**Work instructions**. Count how many lines in the records below contain the word "transmission", matching case exactly. Reply with the number only.
#### The data
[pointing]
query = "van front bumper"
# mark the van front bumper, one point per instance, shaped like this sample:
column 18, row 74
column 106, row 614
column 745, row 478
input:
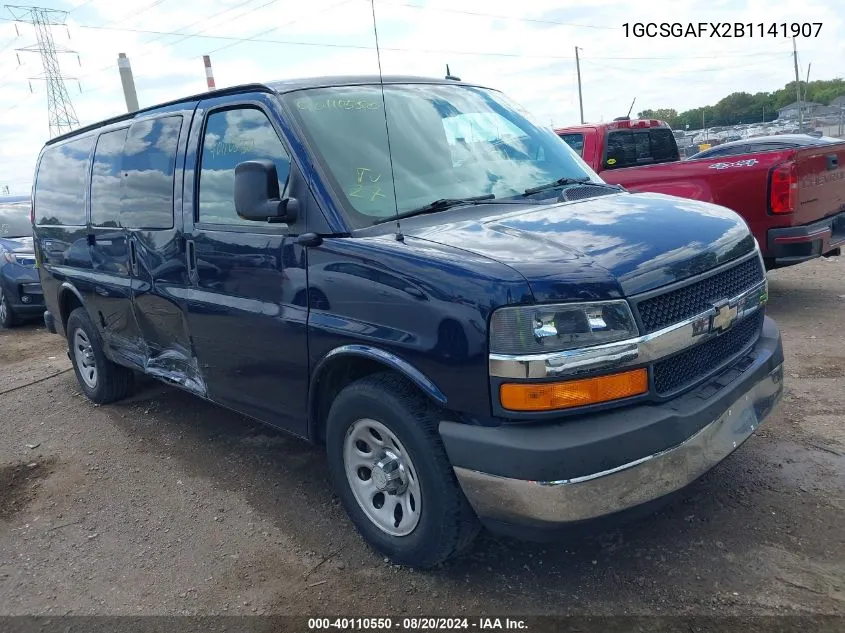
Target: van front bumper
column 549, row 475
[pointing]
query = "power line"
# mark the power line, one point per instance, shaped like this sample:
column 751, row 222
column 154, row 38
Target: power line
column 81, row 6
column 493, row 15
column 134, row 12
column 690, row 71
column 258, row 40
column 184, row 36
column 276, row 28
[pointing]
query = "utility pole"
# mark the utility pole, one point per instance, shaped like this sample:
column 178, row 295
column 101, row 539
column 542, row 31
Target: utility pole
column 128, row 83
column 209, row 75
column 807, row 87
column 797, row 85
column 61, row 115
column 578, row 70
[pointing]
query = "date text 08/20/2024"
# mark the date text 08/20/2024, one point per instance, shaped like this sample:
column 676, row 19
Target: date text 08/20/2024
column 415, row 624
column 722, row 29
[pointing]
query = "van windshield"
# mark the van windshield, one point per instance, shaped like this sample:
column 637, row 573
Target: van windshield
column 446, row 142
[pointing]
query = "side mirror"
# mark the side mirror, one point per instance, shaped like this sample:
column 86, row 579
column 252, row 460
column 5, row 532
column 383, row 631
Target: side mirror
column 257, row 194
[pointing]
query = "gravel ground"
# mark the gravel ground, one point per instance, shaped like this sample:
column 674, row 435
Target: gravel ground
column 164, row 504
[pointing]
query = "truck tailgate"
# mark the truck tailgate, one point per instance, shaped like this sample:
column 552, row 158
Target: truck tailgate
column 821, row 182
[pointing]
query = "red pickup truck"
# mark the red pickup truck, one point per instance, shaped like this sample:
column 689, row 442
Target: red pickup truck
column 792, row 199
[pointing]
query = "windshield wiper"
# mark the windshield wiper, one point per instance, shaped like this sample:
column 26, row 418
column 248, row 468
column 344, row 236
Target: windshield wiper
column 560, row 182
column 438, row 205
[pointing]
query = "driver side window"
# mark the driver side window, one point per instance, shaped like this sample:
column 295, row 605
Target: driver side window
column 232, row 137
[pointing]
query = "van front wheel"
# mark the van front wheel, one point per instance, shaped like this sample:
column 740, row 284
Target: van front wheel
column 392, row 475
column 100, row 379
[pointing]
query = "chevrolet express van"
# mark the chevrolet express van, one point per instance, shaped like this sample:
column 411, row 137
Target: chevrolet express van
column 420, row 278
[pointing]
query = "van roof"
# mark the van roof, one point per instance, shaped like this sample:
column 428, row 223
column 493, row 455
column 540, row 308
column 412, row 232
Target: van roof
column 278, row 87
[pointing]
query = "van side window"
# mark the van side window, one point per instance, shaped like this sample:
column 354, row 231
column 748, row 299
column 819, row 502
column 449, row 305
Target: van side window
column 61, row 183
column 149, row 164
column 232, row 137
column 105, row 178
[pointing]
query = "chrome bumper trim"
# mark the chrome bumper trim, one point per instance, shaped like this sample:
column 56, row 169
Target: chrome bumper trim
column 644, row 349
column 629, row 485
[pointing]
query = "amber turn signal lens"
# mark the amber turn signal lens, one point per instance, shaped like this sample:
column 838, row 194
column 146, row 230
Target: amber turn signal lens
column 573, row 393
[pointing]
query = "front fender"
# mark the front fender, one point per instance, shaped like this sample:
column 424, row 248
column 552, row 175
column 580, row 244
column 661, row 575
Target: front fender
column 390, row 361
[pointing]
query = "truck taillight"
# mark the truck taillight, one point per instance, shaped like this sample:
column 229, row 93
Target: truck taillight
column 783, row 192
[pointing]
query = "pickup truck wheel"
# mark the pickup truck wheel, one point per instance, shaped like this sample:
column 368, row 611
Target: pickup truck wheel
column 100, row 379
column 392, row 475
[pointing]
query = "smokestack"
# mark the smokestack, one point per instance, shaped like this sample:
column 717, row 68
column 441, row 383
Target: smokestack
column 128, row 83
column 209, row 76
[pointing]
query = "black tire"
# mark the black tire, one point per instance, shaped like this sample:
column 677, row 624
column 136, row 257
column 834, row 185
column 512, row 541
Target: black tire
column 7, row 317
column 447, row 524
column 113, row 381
########
#### The data
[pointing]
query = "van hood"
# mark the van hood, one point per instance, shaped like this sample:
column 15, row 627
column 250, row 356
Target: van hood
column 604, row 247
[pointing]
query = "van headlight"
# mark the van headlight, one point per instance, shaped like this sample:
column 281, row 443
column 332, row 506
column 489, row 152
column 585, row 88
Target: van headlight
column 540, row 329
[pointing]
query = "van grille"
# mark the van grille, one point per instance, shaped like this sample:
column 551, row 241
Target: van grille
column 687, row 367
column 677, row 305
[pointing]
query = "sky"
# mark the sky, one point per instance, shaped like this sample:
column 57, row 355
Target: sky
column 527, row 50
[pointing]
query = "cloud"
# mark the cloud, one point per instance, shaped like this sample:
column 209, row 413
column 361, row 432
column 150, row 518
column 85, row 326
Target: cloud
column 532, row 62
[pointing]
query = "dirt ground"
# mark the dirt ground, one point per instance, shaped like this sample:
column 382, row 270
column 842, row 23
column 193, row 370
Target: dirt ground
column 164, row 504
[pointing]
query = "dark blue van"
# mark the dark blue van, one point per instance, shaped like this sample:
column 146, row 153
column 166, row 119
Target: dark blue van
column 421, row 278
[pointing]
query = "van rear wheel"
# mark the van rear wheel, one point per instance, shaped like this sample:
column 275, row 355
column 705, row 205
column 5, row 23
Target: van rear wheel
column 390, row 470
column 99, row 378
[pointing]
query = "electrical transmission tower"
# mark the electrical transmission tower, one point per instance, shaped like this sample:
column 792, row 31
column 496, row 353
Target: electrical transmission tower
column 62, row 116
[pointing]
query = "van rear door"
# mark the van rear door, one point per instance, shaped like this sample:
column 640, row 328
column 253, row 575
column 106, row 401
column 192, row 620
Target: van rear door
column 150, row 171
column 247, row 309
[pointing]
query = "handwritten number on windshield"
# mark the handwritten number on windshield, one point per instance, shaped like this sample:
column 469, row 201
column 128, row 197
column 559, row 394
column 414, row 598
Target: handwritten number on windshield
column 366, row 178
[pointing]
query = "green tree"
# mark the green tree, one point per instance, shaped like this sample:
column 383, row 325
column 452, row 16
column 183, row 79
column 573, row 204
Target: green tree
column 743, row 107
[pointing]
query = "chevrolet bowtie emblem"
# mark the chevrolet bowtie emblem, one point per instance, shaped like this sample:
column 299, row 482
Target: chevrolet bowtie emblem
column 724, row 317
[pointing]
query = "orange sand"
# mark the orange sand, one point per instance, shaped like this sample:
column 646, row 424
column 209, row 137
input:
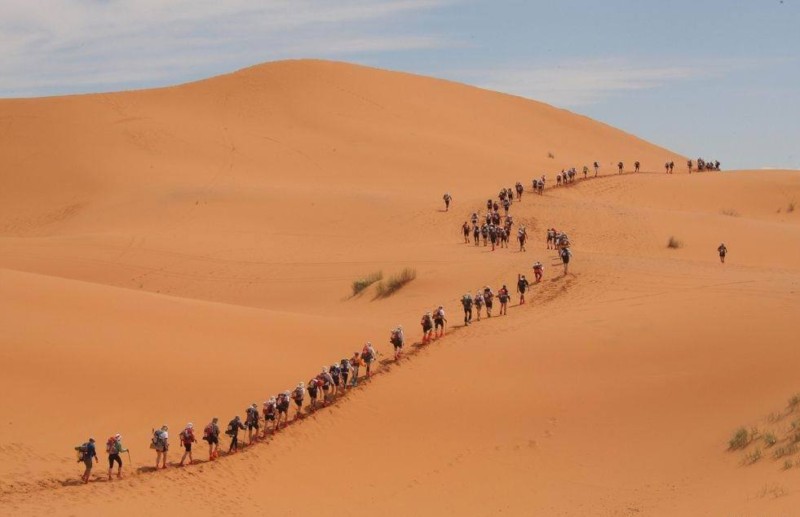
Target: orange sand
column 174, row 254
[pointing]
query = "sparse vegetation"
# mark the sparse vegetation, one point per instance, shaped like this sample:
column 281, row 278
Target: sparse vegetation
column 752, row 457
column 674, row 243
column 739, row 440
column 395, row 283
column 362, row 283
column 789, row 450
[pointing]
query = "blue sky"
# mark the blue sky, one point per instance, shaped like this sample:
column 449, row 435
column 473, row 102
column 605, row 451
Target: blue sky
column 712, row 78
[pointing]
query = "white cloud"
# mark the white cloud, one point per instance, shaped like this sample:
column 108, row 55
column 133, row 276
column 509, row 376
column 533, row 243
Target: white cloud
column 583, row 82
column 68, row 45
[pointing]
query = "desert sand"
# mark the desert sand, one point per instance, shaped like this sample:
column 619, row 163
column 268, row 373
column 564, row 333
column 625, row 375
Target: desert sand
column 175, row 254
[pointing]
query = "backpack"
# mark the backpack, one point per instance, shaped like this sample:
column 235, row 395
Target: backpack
########
**Worked solution**. 3